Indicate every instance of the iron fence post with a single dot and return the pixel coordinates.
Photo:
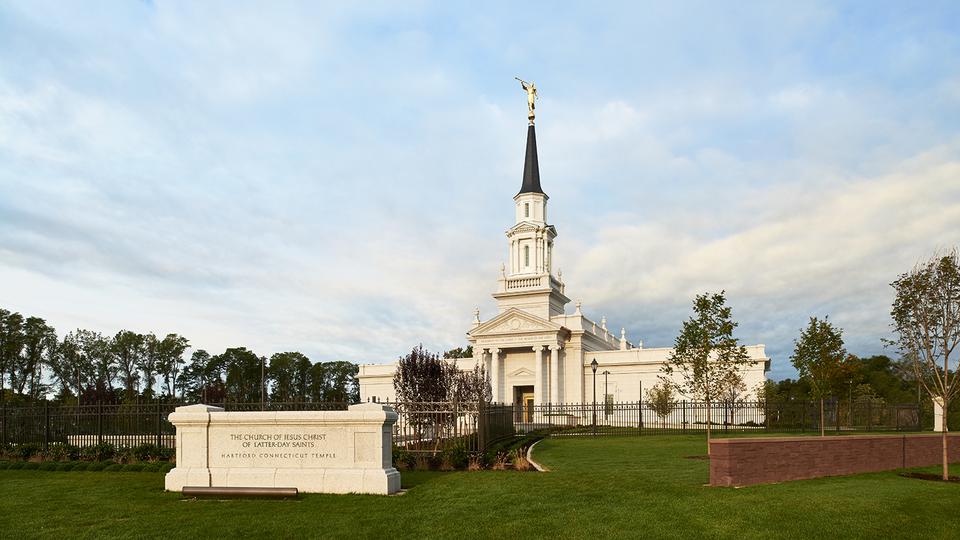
(836, 414)
(640, 416)
(803, 416)
(158, 424)
(482, 424)
(46, 425)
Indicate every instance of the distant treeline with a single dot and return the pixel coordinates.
(36, 364)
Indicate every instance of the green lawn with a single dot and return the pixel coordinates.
(598, 488)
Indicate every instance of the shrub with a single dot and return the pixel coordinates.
(520, 462)
(99, 465)
(124, 455)
(402, 459)
(98, 452)
(62, 452)
(501, 461)
(457, 457)
(27, 451)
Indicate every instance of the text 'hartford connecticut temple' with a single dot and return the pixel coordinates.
(534, 350)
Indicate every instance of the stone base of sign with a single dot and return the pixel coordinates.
(314, 451)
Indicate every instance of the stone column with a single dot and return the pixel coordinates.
(554, 374)
(538, 387)
(495, 379)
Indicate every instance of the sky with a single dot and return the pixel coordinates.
(337, 178)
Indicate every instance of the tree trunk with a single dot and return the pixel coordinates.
(821, 418)
(710, 421)
(943, 435)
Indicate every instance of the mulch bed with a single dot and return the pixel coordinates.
(930, 476)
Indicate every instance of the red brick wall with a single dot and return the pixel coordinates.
(761, 460)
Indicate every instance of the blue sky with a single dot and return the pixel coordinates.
(336, 179)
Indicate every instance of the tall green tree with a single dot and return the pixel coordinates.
(11, 347)
(926, 318)
(705, 354)
(36, 337)
(170, 353)
(819, 356)
(150, 362)
(342, 384)
(128, 349)
(202, 379)
(243, 372)
(284, 375)
(99, 357)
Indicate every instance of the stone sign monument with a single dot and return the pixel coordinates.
(314, 451)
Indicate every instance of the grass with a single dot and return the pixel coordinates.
(598, 488)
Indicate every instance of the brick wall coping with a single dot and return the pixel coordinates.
(817, 438)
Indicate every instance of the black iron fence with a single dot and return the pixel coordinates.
(688, 416)
(470, 426)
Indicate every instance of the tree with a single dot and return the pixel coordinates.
(100, 359)
(422, 376)
(243, 371)
(819, 356)
(926, 318)
(283, 375)
(662, 399)
(169, 359)
(472, 385)
(129, 348)
(11, 345)
(29, 371)
(342, 377)
(705, 353)
(202, 380)
(149, 362)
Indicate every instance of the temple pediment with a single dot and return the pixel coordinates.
(514, 321)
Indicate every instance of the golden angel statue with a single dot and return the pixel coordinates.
(531, 90)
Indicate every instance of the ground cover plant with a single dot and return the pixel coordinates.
(597, 488)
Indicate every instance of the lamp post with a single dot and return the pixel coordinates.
(850, 404)
(593, 366)
(263, 387)
(606, 392)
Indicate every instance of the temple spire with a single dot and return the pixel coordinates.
(531, 168)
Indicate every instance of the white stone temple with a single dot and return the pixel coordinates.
(534, 349)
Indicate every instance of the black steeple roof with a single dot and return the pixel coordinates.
(531, 169)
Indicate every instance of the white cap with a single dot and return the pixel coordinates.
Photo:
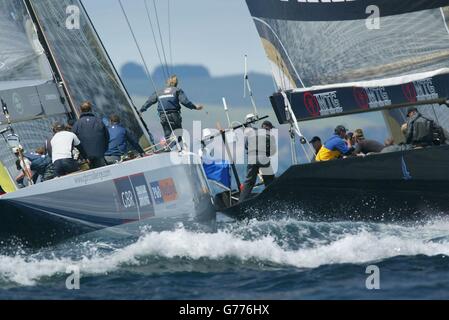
(250, 117)
(16, 149)
(206, 133)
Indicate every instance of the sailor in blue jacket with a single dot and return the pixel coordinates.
(93, 135)
(119, 137)
(170, 100)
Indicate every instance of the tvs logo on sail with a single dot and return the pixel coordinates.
(372, 97)
(322, 104)
(420, 90)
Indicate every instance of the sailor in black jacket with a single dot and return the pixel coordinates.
(93, 134)
(169, 106)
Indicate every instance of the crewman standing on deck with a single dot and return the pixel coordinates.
(93, 134)
(169, 106)
(260, 145)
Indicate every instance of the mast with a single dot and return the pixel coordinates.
(142, 123)
(54, 65)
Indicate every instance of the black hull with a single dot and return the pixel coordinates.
(406, 185)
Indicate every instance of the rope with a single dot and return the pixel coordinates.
(164, 69)
(160, 34)
(150, 77)
(169, 35)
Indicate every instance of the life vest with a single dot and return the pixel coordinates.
(334, 148)
(325, 154)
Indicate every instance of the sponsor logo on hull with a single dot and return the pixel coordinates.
(322, 104)
(367, 98)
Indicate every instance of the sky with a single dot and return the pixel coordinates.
(213, 33)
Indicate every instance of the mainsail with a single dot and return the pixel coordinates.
(83, 62)
(27, 86)
(48, 68)
(339, 57)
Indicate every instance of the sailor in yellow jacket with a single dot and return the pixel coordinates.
(335, 147)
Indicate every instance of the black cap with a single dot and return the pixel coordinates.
(340, 128)
(58, 126)
(411, 109)
(267, 124)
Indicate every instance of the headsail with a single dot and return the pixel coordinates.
(83, 62)
(22, 57)
(335, 55)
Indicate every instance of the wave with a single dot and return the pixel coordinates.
(286, 244)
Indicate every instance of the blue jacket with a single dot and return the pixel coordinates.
(170, 98)
(93, 134)
(119, 138)
(39, 163)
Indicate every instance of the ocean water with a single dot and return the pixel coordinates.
(278, 258)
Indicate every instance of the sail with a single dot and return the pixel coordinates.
(34, 100)
(83, 62)
(338, 57)
(22, 58)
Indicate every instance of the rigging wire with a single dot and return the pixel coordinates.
(160, 34)
(164, 68)
(170, 35)
(150, 77)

STATED PROBLEM.
Retype all of the lines above word for word, leaving out the pictures.

SOLUTION FOR THIS EXERCISE.
Indicate every instance of the iron fence post with a single dot and return the pixel coordinates.
Photo:
(836, 414)
(640, 416)
(803, 416)
(158, 424)
(482, 424)
(46, 425)
Indicate every instance of the distant treeline with a single dot and return the pixel coordinates.
(36, 364)
Indicate every instance of the green lawn with a single dot and return the pixel coordinates.
(598, 488)
Indicate every instance of the shrub with a single dot and return the pixel coordinates.
(520, 462)
(99, 465)
(124, 455)
(402, 459)
(98, 452)
(62, 452)
(501, 461)
(457, 457)
(27, 451)
Indicate every instance of the text 'hartford connecticut temple' with a single dot and return the pixel coordinates.
(534, 350)
Indicate every instance of the stone base of sign with a single dot and return the pixel coordinates.
(314, 451)
Indicate every instance of the stone column with a single dot and return the pixel coordinates.
(554, 374)
(538, 387)
(495, 379)
Indicate every instance of the sky with a single dot and return the pixel coordinates.
(337, 178)
Indicate every instance of the tree trunk with a single dot and return the pixel coordinates.
(821, 418)
(710, 421)
(943, 435)
Indicate every instance of the mulch bed with a single dot and return the pixel coordinates.
(930, 476)
Indicate every instance of the red brick wall with a single dot and return the pixel coordinates.
(761, 460)
Indicate every instance of the blue sky with a single dot and return the pixel coordinates.
(336, 179)
Indicate every instance of the tall green tree with a single dot and return the pixel coordinates.
(11, 347)
(926, 318)
(705, 354)
(36, 337)
(170, 353)
(819, 356)
(150, 362)
(342, 384)
(128, 349)
(202, 379)
(243, 372)
(284, 375)
(99, 357)
Indicate every instance of the stone sign monument with a single dot and return the pixel coordinates.
(314, 451)
Indicate every instance of the grass with a single dot and return the pixel coordinates.
(598, 488)
Indicate every instance of the brick wall coping with a single dot and return the pixel coordinates.
(817, 438)
Indicate every instance of the black iron fence with a single dot and return the pixel coordinates.
(688, 416)
(470, 426)
Indicate every instance of the tree with a single dot and return the pixel coordinates.
(100, 359)
(422, 376)
(243, 371)
(819, 356)
(926, 318)
(283, 375)
(662, 399)
(169, 359)
(472, 385)
(129, 348)
(11, 345)
(29, 371)
(342, 377)
(705, 353)
(202, 380)
(149, 362)
Indicate every instance of the temple pediment with a single dot and return the pixel coordinates.
(514, 321)
Indicate every instance of the golden angel statue with a single dot and return the pixel coordinates.
(531, 90)
Indicate every instance of the ground cover plant with a single dot and return the pixel coordinates.
(597, 488)
Indicate every instance of the lamp post with a single dot and return the pixel coordinates.
(850, 404)
(593, 366)
(263, 387)
(606, 392)
Indicate every instance of the temple spire with a single dot and return the pixel coordinates.
(531, 168)
Indicate every instance of the white stone temple with a single dot and return the pixel coordinates.
(534, 349)
Indicate every instance of the black steeple roof with a single dot and return the pixel coordinates.
(531, 169)
Indicate every instance of the white cap with a single dot and return the pixel coordinates.
Photo:
(250, 117)
(16, 149)
(206, 133)
Indicate every instance of the sailor in blue jacket with a single dot and return the pixel coordinates.
(93, 135)
(119, 137)
(170, 100)
Indicate every instance of the tvs logo on sail with a single dot and return the pixel coordinates.
(372, 97)
(322, 104)
(420, 90)
Indicate every instance of the sailor in black jacket with a single dot and return the pixel coordinates.
(93, 134)
(169, 106)
Indicate every instance of the crewman standing on deck with a single dot and return the pixel coordinates.
(93, 134)
(169, 106)
(260, 145)
Indicate every instance of the mast with a single dot and return the pixel coordinates.
(142, 123)
(54, 65)
Indicate every instance of the black hull with a single dot and return the pixel coordinates.
(406, 185)
Indicate every instance of the rope with a single dot and return the pixel coordinates.
(164, 69)
(160, 34)
(150, 77)
(169, 35)
Indicate every instance of the life vest with a single dot and return the pixel coordinates.
(334, 148)
(325, 154)
Indicate every instance of the sponsor logo on hull with a single dot and return the pixel coordinates.
(322, 104)
(367, 98)
Indicate every instance of the sky with a single dot and return the pixel coordinates.
(213, 33)
Indicate every instance of the mainsail with a single dot and return the pixel coordinates.
(83, 62)
(27, 86)
(48, 68)
(339, 57)
Indicate every instance of the sailor in yellow jacket with a single dot and return the pixel coordinates.
(335, 147)
Indicate every instance of the black cap with a single dot and return the pixel coordinates.
(340, 128)
(58, 126)
(411, 109)
(267, 124)
Indicate every instance of the headsail with a single dot and return the pixel coordinates.
(83, 62)
(22, 57)
(335, 55)
Indicate every instance of the wave with a single dot and return the pixel coordinates.
(286, 244)
Indicate every instance of the blue jacket with a single dot and return the pixel coordinates.
(170, 98)
(93, 134)
(119, 138)
(39, 163)
Indicate every instance of the ocean water with a single dot and return the pixel coordinates.
(278, 258)
Indicate every instance of the sail with a single dot and return the pixel coordinates.
(34, 100)
(83, 62)
(338, 57)
(22, 58)
Indicate every instance of the rigging wire with a single dot and return the pixel coordinates.
(160, 34)
(164, 68)
(170, 35)
(150, 77)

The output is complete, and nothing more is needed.